● **DOCUMENT SEGMENT**:
+++
Some people don't like to bombard, but the more I use it and the higher levels I play, the more I say "bomb the hell out of the city and THEN Take it."
Here's my tactical analysis of why to bombard a city before taking it.
1) Cultural improvements in a city are not kept when you take it over. They are wiped out. The AI rarely builds mass transit systems or factories so usually in a big city you end up with a barracks, bank and market place (and harbor if its costal). You'll never lose a hospital or aquaduct, probably because it would cause too many design problems for the programers to handle large cities without them

So basically you lose 3/4 decent improvements. The earlier the age, the less likely you are to see those improvements anyway, so that leaves less. By the time you are in the modern age, there is an excellent chance that you've maximized your production and minimized corruption so you can probably rebuild anyway, or corruption is so rampant that far away that having a bank is not going to help much. So overall, and late in the game an airport would be better than a harbor unless you really need to be able to heal sea units, and you rarely see an airport in an AI city.
So what are you left with? You lose a barracks and a marketplace. They can be rebuild in 3-6 turns depending on how bad you want to rush them when you remake them. (barracks-library/temple-airport-marketplace in whatever order you want to rush depending on need). Also note that a market place is not a strategic necessity either.
2) A 25 person city is hard to take. 100% defensive bonus plus once you take it the city will riot tremendously. A rioting/resisting city will culture flip pretty easily, especially deep in enemy territory. However, culture flips are easier to prevent it you bomb the heck out of the population. You get the population down, and then stick a few units in it and advance with the rest of your stack.
+++
● **DATA PROVIDED**:
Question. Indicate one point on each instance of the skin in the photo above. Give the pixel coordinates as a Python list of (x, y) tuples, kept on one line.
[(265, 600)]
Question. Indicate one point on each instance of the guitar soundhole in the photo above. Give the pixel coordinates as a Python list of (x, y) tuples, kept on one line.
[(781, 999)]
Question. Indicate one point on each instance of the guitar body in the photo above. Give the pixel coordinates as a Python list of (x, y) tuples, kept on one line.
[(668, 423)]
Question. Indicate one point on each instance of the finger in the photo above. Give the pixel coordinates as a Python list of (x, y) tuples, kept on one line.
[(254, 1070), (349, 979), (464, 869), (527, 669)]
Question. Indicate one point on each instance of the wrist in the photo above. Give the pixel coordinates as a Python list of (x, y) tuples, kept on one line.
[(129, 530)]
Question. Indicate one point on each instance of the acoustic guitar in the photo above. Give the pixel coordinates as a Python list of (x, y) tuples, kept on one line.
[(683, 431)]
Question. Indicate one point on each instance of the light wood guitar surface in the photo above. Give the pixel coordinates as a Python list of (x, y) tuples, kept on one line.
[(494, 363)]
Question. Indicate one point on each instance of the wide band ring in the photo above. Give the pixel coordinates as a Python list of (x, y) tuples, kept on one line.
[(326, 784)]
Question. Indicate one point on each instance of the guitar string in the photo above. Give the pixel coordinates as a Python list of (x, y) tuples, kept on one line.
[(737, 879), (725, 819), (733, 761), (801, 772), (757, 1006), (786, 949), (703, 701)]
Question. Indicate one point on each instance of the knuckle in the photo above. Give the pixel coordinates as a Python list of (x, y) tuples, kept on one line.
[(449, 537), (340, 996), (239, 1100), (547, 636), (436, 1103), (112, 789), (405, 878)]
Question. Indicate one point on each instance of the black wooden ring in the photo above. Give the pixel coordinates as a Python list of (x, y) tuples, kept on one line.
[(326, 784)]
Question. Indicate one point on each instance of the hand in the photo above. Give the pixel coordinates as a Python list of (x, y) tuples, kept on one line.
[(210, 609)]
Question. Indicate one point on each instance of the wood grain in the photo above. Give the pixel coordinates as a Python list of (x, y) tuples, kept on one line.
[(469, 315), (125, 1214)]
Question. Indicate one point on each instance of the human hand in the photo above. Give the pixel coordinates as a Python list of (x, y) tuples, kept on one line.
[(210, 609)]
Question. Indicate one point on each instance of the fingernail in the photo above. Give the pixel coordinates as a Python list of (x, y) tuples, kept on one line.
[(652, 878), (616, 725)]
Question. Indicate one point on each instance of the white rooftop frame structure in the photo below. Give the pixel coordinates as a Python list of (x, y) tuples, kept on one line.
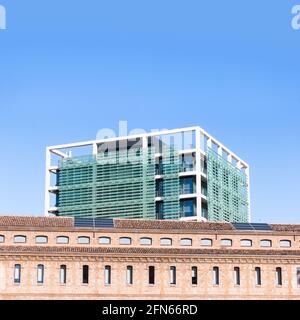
[(199, 150)]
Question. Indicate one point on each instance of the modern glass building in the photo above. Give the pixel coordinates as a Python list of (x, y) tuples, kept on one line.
[(171, 174)]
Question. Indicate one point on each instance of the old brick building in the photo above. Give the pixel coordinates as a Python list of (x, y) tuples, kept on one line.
[(61, 258)]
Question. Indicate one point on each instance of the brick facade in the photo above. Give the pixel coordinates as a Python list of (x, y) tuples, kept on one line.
[(283, 253)]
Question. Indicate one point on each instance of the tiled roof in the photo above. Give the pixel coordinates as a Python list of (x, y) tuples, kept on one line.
[(139, 251), (166, 224), (22, 221), (285, 227)]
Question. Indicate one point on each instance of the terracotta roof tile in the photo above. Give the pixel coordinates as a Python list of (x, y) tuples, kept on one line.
[(22, 221), (167, 224), (140, 251), (285, 227)]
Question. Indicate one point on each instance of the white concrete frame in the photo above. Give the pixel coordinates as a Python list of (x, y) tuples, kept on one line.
[(199, 150)]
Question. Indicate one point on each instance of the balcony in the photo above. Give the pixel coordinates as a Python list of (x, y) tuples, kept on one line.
[(159, 193), (159, 171), (187, 167)]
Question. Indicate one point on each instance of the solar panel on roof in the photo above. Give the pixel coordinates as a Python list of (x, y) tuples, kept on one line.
[(104, 223), (261, 226), (93, 223), (84, 222), (252, 226), (242, 226)]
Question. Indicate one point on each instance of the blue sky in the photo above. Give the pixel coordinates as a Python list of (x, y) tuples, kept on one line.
[(68, 70)]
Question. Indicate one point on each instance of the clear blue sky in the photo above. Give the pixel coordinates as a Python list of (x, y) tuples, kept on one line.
[(69, 68)]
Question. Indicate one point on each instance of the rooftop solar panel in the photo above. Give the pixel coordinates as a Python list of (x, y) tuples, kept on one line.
[(93, 223), (261, 226), (252, 226)]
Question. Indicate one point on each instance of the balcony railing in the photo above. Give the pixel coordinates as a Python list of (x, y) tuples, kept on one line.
[(187, 167), (187, 190), (159, 193), (159, 171)]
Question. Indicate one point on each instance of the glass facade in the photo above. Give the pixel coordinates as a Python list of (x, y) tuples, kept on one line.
[(188, 208)]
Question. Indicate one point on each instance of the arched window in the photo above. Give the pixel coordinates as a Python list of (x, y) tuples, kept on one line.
[(20, 239), (40, 273), (105, 240), (206, 242), (107, 275), (194, 276), (173, 275), (83, 240), (258, 276), (63, 274), (146, 241), (125, 241), (216, 276), (151, 273), (165, 242), (278, 276), (265, 243), (17, 273), (237, 276), (226, 243), (246, 243), (186, 242), (62, 240), (129, 275), (85, 274), (285, 243), (41, 239)]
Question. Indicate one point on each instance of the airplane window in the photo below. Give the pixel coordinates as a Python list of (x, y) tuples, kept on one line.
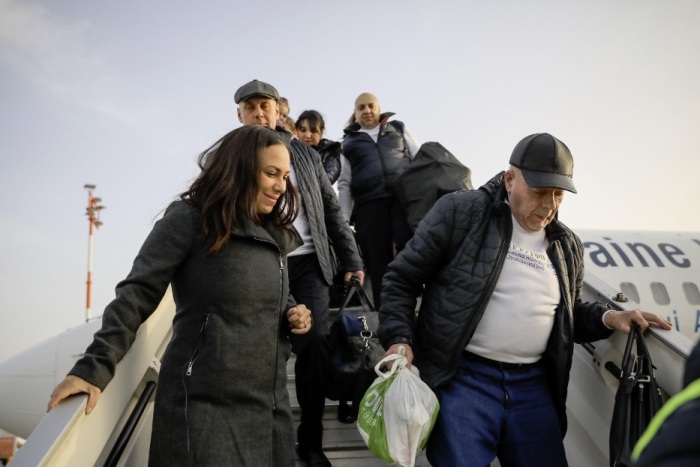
[(630, 290), (691, 293), (658, 290)]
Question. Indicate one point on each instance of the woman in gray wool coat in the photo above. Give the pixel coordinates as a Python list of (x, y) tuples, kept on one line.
[(222, 396)]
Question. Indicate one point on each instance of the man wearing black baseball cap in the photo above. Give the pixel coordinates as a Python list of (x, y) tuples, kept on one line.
[(320, 223), (500, 278)]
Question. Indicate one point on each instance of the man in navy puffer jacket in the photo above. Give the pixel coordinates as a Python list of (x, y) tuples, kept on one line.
[(501, 280)]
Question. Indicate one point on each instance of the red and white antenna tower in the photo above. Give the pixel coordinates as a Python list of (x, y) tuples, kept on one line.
[(93, 213)]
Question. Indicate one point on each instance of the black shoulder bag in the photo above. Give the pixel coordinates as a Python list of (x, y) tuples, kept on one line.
[(637, 400), (354, 347)]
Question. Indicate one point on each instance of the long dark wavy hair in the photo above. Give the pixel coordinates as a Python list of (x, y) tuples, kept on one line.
[(227, 187)]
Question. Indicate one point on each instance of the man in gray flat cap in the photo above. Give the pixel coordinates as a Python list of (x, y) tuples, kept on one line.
[(310, 266), (501, 281)]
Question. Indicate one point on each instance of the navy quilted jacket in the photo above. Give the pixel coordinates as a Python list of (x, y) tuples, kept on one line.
[(454, 260)]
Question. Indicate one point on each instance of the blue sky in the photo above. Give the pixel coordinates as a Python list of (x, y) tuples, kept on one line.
[(124, 95)]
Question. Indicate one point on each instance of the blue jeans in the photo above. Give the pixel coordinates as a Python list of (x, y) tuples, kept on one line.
[(488, 411)]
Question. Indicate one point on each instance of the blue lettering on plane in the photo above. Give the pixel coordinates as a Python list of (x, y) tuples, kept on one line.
[(630, 254)]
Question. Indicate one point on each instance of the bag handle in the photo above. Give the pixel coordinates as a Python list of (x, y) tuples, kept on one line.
[(356, 288), (398, 362)]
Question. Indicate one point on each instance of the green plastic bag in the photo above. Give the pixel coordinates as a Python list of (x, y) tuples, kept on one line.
[(397, 412)]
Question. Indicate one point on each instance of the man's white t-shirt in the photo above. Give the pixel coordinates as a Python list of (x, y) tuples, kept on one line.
[(519, 317)]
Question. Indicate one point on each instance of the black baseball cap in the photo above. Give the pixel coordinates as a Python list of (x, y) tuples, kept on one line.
[(545, 162), (256, 88)]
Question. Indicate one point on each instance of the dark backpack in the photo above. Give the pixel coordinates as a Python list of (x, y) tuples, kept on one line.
[(434, 172)]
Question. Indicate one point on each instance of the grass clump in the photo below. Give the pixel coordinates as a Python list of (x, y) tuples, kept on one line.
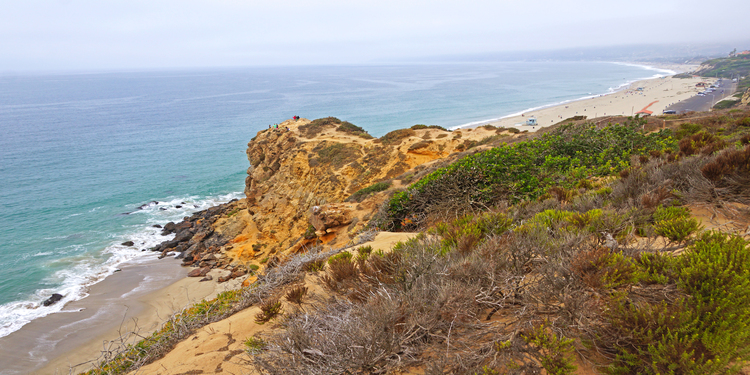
+++
● **TASKS TO CARRY OUT**:
1. Reproduce the passage of the post on bombarding cities from "So what are" to "strategic necessity either.", keeping every word as it stands.
2. In the post on bombarding cities, how many turns does it take to rebuild a lost barracks and marketplace?
Rely on the text alone when responding.

● **PROBLEM SOLUTIONS**:
1.
So what are you left with? You lose a barracks and a marketplace. They can be rebuild in 3-6 turns depending on how bad you want to rush them when you remake them. (barracks-library/temple-airport-marketplace in whatever order you want to rush depending on need). Also note that a market place is not a strategic necessity either.

2. They can be rebuilt in 3-6 turns, depending on how badly you want to rush them.